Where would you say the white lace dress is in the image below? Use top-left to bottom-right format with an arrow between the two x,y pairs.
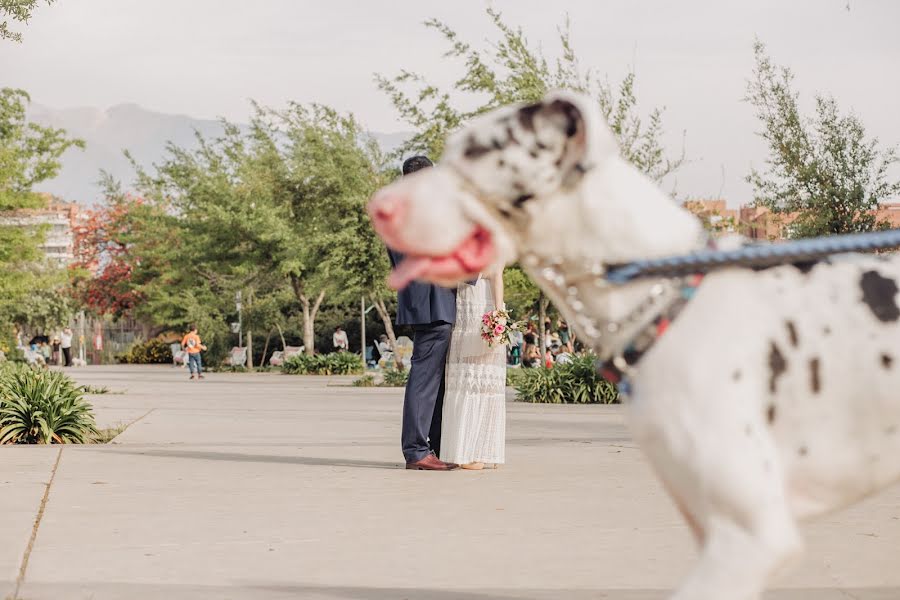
441,278 -> 506,464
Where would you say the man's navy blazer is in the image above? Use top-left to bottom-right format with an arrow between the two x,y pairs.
388,248 -> 456,325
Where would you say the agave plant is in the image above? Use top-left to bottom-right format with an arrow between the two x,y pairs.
511,353 -> 619,404
0,366 -> 97,444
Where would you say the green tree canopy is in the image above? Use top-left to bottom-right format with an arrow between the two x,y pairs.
121,104 -> 386,353
0,88 -> 84,332
0,0 -> 54,42
747,42 -> 900,237
376,8 -> 683,181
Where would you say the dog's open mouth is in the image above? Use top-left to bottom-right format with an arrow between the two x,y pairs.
388,227 -> 494,290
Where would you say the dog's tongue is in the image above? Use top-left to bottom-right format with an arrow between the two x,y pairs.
388,230 -> 493,290
388,255 -> 462,290
388,256 -> 431,290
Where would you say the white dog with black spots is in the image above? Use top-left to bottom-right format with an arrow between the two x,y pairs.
369,92 -> 900,600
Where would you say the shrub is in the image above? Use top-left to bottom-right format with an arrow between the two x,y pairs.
281,352 -> 365,375
353,375 -> 375,387
512,354 -> 619,404
78,385 -> 110,396
116,338 -> 172,365
0,365 -> 97,444
381,369 -> 409,387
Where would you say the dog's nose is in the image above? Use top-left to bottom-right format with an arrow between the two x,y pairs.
369,193 -> 405,229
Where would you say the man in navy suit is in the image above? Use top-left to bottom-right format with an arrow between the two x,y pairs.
388,156 -> 459,471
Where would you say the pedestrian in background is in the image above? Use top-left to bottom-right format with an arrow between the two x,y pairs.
59,327 -> 72,367
181,325 -> 206,379
331,325 -> 350,352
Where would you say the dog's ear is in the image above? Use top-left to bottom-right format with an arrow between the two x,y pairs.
517,91 -> 618,187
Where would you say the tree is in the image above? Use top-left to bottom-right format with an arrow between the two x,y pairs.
124,104 -> 383,353
0,0 -> 54,42
69,178 -> 143,318
0,88 -> 84,330
746,41 -> 900,238
375,8 -> 683,181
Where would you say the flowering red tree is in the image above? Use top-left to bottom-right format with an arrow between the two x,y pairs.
70,196 -> 143,317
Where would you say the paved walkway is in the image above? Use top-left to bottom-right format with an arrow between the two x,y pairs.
0,367 -> 900,600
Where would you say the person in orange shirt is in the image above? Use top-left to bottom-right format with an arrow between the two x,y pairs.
181,325 -> 206,379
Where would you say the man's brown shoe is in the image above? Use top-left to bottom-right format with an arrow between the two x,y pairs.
406,454 -> 459,471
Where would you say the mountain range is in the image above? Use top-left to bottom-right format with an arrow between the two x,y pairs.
28,104 -> 410,205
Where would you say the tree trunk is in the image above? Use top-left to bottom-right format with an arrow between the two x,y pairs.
300,291 -> 325,355
538,292 -> 550,354
275,323 -> 287,352
291,275 -> 325,355
372,294 -> 403,371
259,329 -> 272,368
247,329 -> 253,371
359,296 -> 368,358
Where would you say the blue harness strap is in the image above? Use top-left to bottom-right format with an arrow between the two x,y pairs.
606,229 -> 900,284
596,229 -> 900,396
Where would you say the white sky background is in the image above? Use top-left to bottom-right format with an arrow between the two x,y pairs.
0,0 -> 900,205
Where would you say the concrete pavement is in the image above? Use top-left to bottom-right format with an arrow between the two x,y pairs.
0,366 -> 900,600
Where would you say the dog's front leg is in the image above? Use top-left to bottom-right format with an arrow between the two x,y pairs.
630,377 -> 802,600
672,510 -> 799,600
656,426 -> 802,600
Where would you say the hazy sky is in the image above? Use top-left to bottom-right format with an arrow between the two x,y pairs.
0,0 -> 900,204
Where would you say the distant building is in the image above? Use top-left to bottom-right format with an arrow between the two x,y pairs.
0,196 -> 78,267
684,199 -> 900,240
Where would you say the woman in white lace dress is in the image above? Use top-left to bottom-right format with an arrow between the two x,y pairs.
441,274 -> 506,470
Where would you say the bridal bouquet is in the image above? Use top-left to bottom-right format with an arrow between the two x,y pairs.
481,310 -> 520,348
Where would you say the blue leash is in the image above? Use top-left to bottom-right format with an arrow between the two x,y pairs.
606,229 -> 900,284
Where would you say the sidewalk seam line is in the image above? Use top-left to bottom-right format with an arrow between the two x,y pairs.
107,406 -> 157,444
12,448 -> 63,600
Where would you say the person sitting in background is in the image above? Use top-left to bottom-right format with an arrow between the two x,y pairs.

——————

The exercise:
Rewrite as a Markdown table with the columns Nr and Line, numbering each row, the lines starting with the one that contains "Where would you say the man's brown" and going on through the one that contains "28,104 -> 410,205". Include both of those lines, and leave out any blank lines.

Completed exercise:
| Nr | Line |
|---|---|
| 1 | Where would you say the man's brown shoe is in the image above? Use top-left to bottom-right format with an arrow between the two x,y pairs. |
| 2 | 406,454 -> 459,471 |
| 3 | Where would you say the mountain range is in the image above? Use top-left to bottom-right format with an arrow between the two x,y pairs. |
| 4 | 28,104 -> 410,205 |